_Brief_
Output the data below as a numbered list, starting at its first line and ending at the line that contains "[270,0,640,118]". Leave out any blank lines.

Start of Input data

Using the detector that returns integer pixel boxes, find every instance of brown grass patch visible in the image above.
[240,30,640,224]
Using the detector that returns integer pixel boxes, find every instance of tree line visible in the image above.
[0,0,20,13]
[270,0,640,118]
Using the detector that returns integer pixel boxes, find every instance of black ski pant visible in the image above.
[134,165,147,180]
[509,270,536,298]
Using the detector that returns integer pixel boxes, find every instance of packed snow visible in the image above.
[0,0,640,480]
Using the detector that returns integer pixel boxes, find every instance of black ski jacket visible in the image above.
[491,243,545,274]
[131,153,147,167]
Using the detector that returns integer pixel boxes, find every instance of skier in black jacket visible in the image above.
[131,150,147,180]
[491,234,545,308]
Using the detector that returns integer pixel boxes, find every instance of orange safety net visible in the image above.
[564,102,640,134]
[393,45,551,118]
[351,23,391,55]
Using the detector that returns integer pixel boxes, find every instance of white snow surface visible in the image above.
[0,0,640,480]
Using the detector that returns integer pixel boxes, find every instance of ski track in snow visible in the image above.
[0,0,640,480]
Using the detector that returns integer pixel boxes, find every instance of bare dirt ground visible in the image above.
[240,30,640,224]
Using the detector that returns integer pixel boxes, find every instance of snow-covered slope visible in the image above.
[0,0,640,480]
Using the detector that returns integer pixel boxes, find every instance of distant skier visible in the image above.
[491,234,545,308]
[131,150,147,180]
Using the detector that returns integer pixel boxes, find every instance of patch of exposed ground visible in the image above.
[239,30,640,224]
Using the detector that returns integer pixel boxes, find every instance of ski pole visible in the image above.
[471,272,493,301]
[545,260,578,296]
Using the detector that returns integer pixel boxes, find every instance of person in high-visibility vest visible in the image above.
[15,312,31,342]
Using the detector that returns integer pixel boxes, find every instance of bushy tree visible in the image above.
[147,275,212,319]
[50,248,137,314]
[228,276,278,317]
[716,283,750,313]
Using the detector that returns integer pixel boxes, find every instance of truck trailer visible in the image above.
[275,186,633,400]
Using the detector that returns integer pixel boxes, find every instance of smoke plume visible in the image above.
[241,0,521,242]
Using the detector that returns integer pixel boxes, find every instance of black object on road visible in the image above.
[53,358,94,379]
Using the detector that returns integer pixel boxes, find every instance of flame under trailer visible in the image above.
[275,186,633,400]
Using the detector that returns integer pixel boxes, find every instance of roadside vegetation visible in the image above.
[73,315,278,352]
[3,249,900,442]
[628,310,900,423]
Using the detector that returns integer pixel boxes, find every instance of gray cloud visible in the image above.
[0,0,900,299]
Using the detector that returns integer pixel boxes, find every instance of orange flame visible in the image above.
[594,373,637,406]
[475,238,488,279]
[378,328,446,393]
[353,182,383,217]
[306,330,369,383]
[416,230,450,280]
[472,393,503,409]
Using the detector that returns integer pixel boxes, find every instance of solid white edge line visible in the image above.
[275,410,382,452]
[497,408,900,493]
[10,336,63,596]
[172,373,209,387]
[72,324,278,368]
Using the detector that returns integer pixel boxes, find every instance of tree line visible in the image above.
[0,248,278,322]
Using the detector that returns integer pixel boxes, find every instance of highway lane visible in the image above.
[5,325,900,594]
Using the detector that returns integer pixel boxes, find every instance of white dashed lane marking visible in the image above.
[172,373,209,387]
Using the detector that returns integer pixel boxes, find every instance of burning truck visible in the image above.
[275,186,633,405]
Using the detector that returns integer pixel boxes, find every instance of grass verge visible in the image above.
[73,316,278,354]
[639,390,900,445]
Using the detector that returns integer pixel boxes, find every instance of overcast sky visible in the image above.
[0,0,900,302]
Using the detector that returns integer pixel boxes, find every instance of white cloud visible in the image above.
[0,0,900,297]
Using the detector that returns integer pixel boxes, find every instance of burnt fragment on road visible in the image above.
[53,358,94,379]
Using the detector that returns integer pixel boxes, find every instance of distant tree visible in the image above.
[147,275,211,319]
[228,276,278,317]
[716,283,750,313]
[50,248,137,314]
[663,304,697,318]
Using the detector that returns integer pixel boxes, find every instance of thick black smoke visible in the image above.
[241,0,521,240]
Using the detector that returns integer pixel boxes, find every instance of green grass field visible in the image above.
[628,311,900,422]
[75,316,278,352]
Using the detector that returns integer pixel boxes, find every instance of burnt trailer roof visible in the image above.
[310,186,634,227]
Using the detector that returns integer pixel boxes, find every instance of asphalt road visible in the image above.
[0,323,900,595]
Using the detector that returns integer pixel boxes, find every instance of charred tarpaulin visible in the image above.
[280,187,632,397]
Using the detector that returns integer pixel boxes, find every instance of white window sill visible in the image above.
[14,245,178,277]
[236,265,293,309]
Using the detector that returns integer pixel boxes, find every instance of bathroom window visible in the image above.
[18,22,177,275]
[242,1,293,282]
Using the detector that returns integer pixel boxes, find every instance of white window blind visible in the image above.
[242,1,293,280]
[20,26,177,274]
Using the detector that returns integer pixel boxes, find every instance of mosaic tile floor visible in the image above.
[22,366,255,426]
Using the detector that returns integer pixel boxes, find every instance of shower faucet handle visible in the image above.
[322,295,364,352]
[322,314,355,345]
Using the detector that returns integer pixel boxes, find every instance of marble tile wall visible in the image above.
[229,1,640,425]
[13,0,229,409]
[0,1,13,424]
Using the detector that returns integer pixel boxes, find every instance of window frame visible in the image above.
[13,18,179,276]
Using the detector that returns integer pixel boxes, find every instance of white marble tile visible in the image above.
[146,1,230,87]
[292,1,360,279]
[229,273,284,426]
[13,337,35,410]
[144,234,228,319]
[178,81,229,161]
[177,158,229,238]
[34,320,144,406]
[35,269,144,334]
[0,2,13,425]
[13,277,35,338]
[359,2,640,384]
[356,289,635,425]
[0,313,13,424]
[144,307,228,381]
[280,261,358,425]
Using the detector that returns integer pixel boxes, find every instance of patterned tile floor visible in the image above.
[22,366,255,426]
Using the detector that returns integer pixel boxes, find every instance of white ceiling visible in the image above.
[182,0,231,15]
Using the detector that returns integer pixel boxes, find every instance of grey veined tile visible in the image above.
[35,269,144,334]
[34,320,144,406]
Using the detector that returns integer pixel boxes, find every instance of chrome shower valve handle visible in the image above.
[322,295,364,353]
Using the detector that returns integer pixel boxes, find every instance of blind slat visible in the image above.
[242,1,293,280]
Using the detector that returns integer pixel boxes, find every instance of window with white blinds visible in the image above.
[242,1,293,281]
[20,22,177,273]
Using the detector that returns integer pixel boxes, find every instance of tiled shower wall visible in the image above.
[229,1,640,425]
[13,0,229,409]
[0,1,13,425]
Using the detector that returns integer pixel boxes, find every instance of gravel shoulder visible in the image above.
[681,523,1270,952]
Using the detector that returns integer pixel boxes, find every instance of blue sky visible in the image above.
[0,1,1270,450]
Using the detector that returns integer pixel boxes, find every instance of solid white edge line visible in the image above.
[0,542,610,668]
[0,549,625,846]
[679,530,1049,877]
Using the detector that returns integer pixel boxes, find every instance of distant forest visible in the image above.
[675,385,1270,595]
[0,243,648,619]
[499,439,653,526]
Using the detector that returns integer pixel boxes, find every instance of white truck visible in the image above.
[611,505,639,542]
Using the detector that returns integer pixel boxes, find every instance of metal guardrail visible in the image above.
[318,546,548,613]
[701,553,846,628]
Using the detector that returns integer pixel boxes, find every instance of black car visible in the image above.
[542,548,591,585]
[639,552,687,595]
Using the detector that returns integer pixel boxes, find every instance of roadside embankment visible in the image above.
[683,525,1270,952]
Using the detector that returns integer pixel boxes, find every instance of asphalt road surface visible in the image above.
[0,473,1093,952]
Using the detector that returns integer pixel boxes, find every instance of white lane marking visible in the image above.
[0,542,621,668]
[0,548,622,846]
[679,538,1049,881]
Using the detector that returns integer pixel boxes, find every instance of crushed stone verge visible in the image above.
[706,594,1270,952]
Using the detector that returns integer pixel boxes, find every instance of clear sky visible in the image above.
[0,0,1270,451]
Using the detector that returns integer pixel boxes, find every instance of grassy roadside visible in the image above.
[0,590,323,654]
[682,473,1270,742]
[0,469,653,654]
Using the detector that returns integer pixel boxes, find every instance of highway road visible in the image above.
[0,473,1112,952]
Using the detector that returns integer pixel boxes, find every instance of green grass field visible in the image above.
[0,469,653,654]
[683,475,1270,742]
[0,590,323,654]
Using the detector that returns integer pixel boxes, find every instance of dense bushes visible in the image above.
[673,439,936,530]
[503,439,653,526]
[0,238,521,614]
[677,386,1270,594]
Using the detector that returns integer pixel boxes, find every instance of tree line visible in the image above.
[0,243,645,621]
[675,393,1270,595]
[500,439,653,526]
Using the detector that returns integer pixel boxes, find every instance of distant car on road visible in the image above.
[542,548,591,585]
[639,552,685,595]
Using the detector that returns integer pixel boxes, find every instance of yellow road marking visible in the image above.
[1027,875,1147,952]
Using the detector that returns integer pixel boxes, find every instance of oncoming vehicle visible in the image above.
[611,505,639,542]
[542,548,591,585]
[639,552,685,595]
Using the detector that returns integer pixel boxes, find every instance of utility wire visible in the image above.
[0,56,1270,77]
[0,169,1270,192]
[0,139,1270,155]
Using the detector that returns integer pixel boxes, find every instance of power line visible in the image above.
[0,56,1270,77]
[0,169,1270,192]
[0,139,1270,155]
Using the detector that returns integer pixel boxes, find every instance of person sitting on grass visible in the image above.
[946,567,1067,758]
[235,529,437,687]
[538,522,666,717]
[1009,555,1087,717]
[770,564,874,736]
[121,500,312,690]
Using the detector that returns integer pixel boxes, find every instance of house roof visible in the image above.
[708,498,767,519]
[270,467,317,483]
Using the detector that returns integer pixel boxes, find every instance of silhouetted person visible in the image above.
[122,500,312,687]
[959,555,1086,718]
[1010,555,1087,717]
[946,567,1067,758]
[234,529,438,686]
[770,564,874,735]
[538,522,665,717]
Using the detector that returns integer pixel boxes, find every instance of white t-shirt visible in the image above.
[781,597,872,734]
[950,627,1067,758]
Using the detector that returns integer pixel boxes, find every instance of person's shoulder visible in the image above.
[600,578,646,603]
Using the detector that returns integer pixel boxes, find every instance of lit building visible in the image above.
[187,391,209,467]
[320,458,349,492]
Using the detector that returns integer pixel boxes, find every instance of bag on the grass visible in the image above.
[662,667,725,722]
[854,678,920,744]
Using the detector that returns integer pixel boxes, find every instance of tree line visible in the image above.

End of Input data

_Result below_
1. Using the detector that returns integer pixel boxes, find every instance of brown grass patch visible in the image above.
2. [240,30,640,224]
3. Using the detector that returns integer pixel boxes, find every instance of tree line visible in the image above.
4. [0,0,20,13]
5. [270,0,640,118]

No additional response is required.